# [Things to do]
(1) Answer these questions from the text on scientists and imagination:
(a) In which decade, according to the text, did Feynman experiment with psychedelic drugs?
(b) Which two exercises does the text call mutually exclusive?
(c) What does the text say Charles Murray does for most of his book?
(2) From the text on scientists and imagination, reproduce the stretch from "Now obviously the" through "knowing the answer." word for word.

The problem prominent and/or mildly successful scientists of all stripes run into is that they begin to confuse their imagination for a source of truth. Having been rewarded with success in their careers for having done the so on their way up, it is almost reasonable to conclude their imagination *is* a direct line to God, Truth, or Whatever.
Feynman had a chapter in one of his books about this phenomenon. Several actually, but I'm thinking not of the famous Cargo Cult Science speech but of his experiments with psychedelic drugs in the 70s, where he wrote he almost felt like he was one with the eternal truth of creation until the high wore off and he realized that what he actually did was smoke some weed and seal himself off inside a sensory deprivation pod.
And they key is that sealing oneself off and interrogating the wider universe are mutually exclusive exercises.
Maybe Phillip K. Dick was right, but you won't find out by consulting your imagination; you will find out with hard-nosed and clearheaded systematic investigation.
Maybe there is a genetic component to race and intelligence that's separate entirely from culture and upbringing. I think it's plausible too, but having read Charles Murray, for example, I find his analysis simplistic and insufficient to make the case. And the reason is most of his doorstopper of a book he's making charts and graphs of responses to opinion polls and extrapolating into his own narrative, not conducting controlled experiments or even looking for good solid natural experiments with sufficient power to make the case.
Now obviously the kinds of controlled experiments necessary to answer questions of intelligence and genetic as separate from culture and upbringing would take too long and need to cross some ethical lines we presumably care more about not crossing than we do about knowing the answer.
So the scientifically honest thing to do is to say exactly that: it's plausible but we don't have a way of knowing for certain. Period.

# [The data]
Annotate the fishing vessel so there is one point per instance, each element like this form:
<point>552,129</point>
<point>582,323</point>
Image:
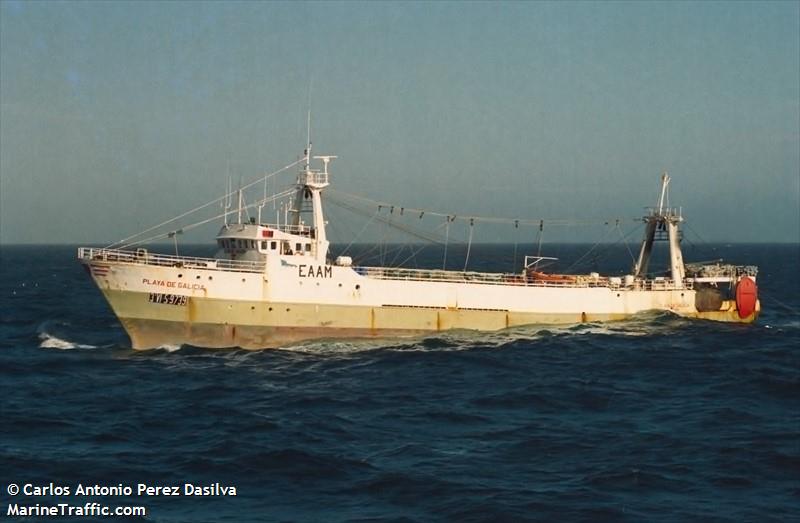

# [Written answers]
(1)
(a) The 70s.
(b) Sealing oneself off and interrogating the wider universe.
(c) He makes charts and graphs of responses to opinion polls and extrapolates into his own narrative.

(2)
Now obviously the kinds of controlled experiments necessary to answer questions of intelligence and genetic as separate from culture and upbringing would take too long and need to cross some ethical lines we presumably care more about not crossing than we do about knowing the answer.